» Exercise text:
School districts focusing on mental health amid challenging year

Emily Putnam
Updated: December 17, 2020 07:07 PM
Created: December 17, 2020 06:38 PM

ROCHESTER, N.Y. (WHEC)  — This pandemic has been mentally and emotionally challenging for all of us, but especially for students. 

While COVID-19 case numbers continue to surge in our region, school and health officials are re-emphasizing the need to be mindful of social-emotional wellbeing in kids. 

"The amount that COVID has been in the headlines really misrepresents how much I think about all the other aspects of social-emotional health, particularly pertaining to kids in our K-12 schools," Monroe County Dept. of Health Commissioner Dr. Michael Mendoza said. 

Mendoza joined Superintendents Kathleen Graupman, Mary Grow, and Jo Anne Antonacci on an ACT for Education Zoom call Thursday, where they discussed how they addressed social-emotional needs in students during the fall semester, and stressed the need to stay vigilant about mental health concerns going forward. 

"We've started this year with, really sort of stressing the importance of connecting and building relationships with kids, so that is built into everybody's schedule each day," Kathleen Graupman, superintendent of Greece Central School District said. 

East Rochester had success instating a Social Emotional Learning (or SEL) team at the beginning of the school year. 

"That SEL team would be the conduit that would support staff that are willing to have an intervention if you will," Mary Grow, superintendent of East Rochester Central School District, said.

» Exercise tasks:
a) In the article on student mental health, what did East Rochester put in place at the beginning of the school year?
b) Please extract the stretch of the article on student mental health from "School districts focusing" through "Michael Mendoza said.".

(Region pointing records)
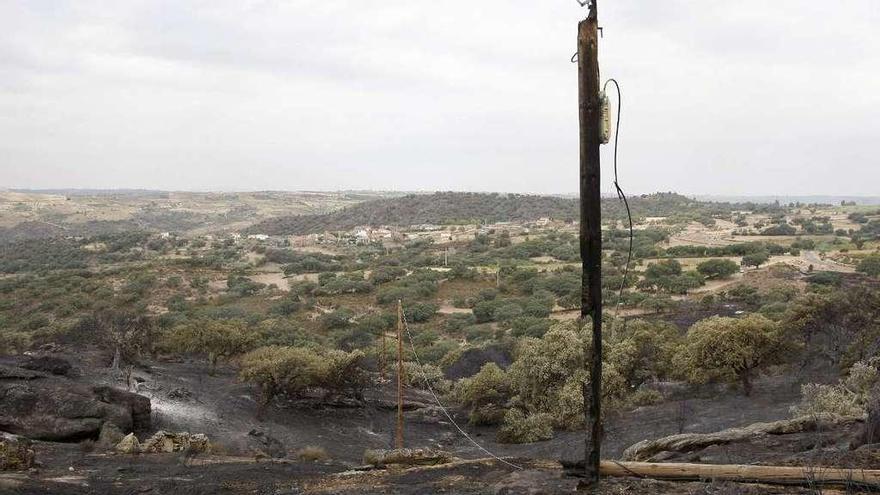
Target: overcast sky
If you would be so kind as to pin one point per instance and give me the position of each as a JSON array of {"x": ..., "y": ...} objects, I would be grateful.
[{"x": 719, "y": 97}]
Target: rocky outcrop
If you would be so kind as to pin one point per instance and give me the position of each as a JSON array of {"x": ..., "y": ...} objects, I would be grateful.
[
  {"x": 264, "y": 445},
  {"x": 48, "y": 364},
  {"x": 647, "y": 450},
  {"x": 48, "y": 407},
  {"x": 164, "y": 442},
  {"x": 16, "y": 452},
  {"x": 128, "y": 445}
]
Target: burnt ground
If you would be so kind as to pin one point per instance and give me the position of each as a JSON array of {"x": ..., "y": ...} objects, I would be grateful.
[{"x": 185, "y": 398}]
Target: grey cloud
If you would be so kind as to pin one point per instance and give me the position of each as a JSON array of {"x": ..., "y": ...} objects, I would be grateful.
[{"x": 719, "y": 97}]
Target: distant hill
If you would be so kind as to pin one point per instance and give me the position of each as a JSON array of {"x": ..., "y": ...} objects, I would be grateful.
[{"x": 459, "y": 207}]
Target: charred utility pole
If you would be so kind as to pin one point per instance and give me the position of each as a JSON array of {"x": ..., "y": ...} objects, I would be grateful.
[
  {"x": 591, "y": 233},
  {"x": 398, "y": 438},
  {"x": 383, "y": 359}
]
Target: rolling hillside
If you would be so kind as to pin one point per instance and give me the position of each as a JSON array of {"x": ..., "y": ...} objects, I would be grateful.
[{"x": 457, "y": 207}]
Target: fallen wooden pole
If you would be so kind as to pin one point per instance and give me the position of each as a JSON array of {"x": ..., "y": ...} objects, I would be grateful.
[{"x": 779, "y": 475}]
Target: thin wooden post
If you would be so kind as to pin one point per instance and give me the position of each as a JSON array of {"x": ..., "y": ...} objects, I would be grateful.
[
  {"x": 398, "y": 439},
  {"x": 383, "y": 359},
  {"x": 591, "y": 234}
]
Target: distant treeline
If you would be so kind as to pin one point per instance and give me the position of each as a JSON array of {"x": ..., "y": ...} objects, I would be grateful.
[{"x": 459, "y": 208}]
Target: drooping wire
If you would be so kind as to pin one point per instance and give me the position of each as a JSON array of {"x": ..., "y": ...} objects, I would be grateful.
[
  {"x": 440, "y": 404},
  {"x": 622, "y": 196}
]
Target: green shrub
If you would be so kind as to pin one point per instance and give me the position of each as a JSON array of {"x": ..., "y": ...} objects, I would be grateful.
[
  {"x": 293, "y": 371},
  {"x": 485, "y": 395}
]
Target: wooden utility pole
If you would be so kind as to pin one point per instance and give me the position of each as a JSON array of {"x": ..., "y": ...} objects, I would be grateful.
[
  {"x": 591, "y": 233},
  {"x": 383, "y": 359},
  {"x": 398, "y": 438}
]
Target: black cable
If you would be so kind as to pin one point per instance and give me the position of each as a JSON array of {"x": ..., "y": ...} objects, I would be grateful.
[{"x": 621, "y": 196}]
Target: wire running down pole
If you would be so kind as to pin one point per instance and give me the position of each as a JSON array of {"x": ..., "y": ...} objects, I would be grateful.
[{"x": 590, "y": 235}]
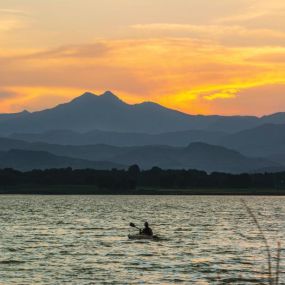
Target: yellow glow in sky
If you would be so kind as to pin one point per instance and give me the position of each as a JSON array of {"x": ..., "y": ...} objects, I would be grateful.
[{"x": 207, "y": 56}]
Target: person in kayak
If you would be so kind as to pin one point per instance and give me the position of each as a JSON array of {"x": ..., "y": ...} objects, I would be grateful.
[{"x": 147, "y": 230}]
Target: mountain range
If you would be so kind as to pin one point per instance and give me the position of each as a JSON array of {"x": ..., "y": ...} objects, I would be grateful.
[
  {"x": 107, "y": 112},
  {"x": 103, "y": 132}
]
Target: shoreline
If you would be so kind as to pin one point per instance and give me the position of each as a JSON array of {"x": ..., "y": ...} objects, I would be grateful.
[{"x": 68, "y": 190}]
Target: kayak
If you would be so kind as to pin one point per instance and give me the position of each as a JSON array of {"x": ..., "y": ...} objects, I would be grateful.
[{"x": 142, "y": 237}]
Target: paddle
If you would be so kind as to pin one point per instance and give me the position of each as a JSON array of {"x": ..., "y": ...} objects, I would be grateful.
[{"x": 134, "y": 226}]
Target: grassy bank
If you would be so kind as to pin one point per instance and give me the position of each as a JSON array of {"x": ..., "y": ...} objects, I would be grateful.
[{"x": 93, "y": 190}]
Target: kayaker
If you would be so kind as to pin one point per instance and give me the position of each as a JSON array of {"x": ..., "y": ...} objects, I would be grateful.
[{"x": 147, "y": 230}]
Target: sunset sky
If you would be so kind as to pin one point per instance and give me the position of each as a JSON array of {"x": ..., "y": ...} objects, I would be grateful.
[{"x": 198, "y": 56}]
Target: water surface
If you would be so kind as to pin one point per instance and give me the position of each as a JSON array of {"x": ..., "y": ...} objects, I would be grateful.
[{"x": 83, "y": 239}]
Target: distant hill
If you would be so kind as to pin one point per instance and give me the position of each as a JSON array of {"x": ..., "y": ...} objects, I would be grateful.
[
  {"x": 65, "y": 137},
  {"x": 107, "y": 112},
  {"x": 28, "y": 160},
  {"x": 265, "y": 140},
  {"x": 195, "y": 156}
]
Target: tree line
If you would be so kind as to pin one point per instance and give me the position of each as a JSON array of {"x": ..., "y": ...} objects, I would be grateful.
[{"x": 133, "y": 177}]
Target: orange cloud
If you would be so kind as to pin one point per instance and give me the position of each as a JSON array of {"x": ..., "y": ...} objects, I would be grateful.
[{"x": 190, "y": 75}]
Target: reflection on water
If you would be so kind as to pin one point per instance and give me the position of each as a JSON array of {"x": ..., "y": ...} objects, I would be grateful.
[{"x": 82, "y": 239}]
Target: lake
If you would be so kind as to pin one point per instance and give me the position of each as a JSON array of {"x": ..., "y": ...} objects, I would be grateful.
[{"x": 83, "y": 239}]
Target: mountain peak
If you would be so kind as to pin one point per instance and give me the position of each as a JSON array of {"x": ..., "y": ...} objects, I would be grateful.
[{"x": 108, "y": 95}]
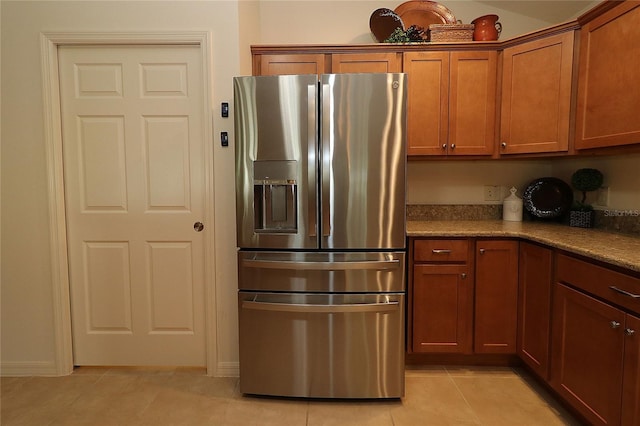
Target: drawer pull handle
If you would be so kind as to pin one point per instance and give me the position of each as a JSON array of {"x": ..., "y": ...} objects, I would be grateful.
[{"x": 626, "y": 293}]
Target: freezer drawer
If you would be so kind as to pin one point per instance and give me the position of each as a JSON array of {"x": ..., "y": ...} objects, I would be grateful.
[
  {"x": 322, "y": 345},
  {"x": 322, "y": 272}
]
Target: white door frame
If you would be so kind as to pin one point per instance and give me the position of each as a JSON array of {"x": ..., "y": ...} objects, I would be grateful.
[{"x": 49, "y": 43}]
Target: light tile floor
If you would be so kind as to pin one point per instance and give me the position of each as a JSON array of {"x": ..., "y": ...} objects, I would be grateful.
[{"x": 186, "y": 397}]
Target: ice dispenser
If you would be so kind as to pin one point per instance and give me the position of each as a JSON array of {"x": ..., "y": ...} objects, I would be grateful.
[{"x": 275, "y": 197}]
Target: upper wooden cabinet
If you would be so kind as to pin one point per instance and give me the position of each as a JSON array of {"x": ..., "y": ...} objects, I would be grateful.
[
  {"x": 289, "y": 64},
  {"x": 496, "y": 297},
  {"x": 534, "y": 306},
  {"x": 536, "y": 95},
  {"x": 608, "y": 102},
  {"x": 451, "y": 102},
  {"x": 366, "y": 62}
]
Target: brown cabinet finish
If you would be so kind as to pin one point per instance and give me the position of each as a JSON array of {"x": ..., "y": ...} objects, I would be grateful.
[
  {"x": 366, "y": 62},
  {"x": 631, "y": 381},
  {"x": 588, "y": 350},
  {"x": 536, "y": 95},
  {"x": 451, "y": 102},
  {"x": 441, "y": 296},
  {"x": 441, "y": 251},
  {"x": 496, "y": 296},
  {"x": 534, "y": 307},
  {"x": 442, "y": 308},
  {"x": 608, "y": 83},
  {"x": 427, "y": 102}
]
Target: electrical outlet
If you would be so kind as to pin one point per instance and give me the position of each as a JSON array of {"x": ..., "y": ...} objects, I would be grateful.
[
  {"x": 492, "y": 193},
  {"x": 603, "y": 196}
]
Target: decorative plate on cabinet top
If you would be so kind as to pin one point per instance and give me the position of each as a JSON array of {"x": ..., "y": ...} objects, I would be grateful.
[
  {"x": 423, "y": 13},
  {"x": 383, "y": 22},
  {"x": 547, "y": 197}
]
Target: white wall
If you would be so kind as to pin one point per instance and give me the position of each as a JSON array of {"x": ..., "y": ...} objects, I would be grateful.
[
  {"x": 27, "y": 331},
  {"x": 326, "y": 22},
  {"x": 462, "y": 182}
]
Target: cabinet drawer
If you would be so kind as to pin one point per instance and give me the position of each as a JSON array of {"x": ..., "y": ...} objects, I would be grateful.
[
  {"x": 616, "y": 287},
  {"x": 441, "y": 251}
]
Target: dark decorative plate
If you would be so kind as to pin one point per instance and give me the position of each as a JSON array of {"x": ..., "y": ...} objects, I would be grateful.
[
  {"x": 547, "y": 197},
  {"x": 383, "y": 23}
]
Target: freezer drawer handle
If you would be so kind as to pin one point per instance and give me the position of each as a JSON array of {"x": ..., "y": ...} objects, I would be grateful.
[
  {"x": 308, "y": 308},
  {"x": 626, "y": 293},
  {"x": 324, "y": 266}
]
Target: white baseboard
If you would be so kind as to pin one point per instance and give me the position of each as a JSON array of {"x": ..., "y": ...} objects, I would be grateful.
[{"x": 32, "y": 368}]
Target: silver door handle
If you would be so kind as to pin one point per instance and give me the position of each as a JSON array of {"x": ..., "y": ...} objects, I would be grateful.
[
  {"x": 626, "y": 293},
  {"x": 326, "y": 161},
  {"x": 308, "y": 308},
  {"x": 377, "y": 265}
]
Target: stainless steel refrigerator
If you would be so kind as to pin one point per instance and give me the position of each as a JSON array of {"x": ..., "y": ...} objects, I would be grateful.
[{"x": 320, "y": 184}]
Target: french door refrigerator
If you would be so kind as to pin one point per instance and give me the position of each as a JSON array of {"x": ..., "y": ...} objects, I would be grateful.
[{"x": 320, "y": 184}]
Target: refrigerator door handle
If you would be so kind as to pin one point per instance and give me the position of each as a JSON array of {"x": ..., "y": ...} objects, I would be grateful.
[
  {"x": 326, "y": 153},
  {"x": 312, "y": 175},
  {"x": 379, "y": 265},
  {"x": 311, "y": 308}
]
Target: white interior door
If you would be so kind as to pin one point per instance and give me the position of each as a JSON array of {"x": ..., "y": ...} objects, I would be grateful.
[{"x": 132, "y": 119}]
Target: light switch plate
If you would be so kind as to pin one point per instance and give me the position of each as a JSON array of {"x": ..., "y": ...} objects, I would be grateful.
[{"x": 603, "y": 196}]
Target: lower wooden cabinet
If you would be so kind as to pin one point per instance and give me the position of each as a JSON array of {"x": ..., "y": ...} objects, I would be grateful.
[
  {"x": 595, "y": 342},
  {"x": 631, "y": 380},
  {"x": 496, "y": 297},
  {"x": 588, "y": 355},
  {"x": 441, "y": 296},
  {"x": 463, "y": 296},
  {"x": 442, "y": 309},
  {"x": 534, "y": 307},
  {"x": 574, "y": 322}
]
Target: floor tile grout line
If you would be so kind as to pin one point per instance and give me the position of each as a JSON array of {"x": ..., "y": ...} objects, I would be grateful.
[{"x": 466, "y": 401}]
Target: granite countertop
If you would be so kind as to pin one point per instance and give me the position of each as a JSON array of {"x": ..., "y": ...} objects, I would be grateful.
[{"x": 616, "y": 249}]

» Answers given:
a) A Social Emotional Learning (SEL) team.

b)
School districts focusing on mental health amid challenging year

Emily Putnam
Updated: December 17, 2020 07:07 PM
Created: December 17, 2020 06:38 PM

ROCHESTER, N.Y. (WHEC)  — This pandemic has been mentally and emotionally challenging for all of us, but especially for students. 

While COVID-19 case numbers continue to surge in our region, school and health officials are re-emphasizing the need to be mindful of social-emotional wellbeing in kids. 

"The amount that COVID has been in the headlines really misrepresents how much I think about all the other aspects of social-emotional health, particularly pertaining to kids in our K-12 schools," Monroe County Dept. of Health Commissioner Dr. Michael Mendoza said.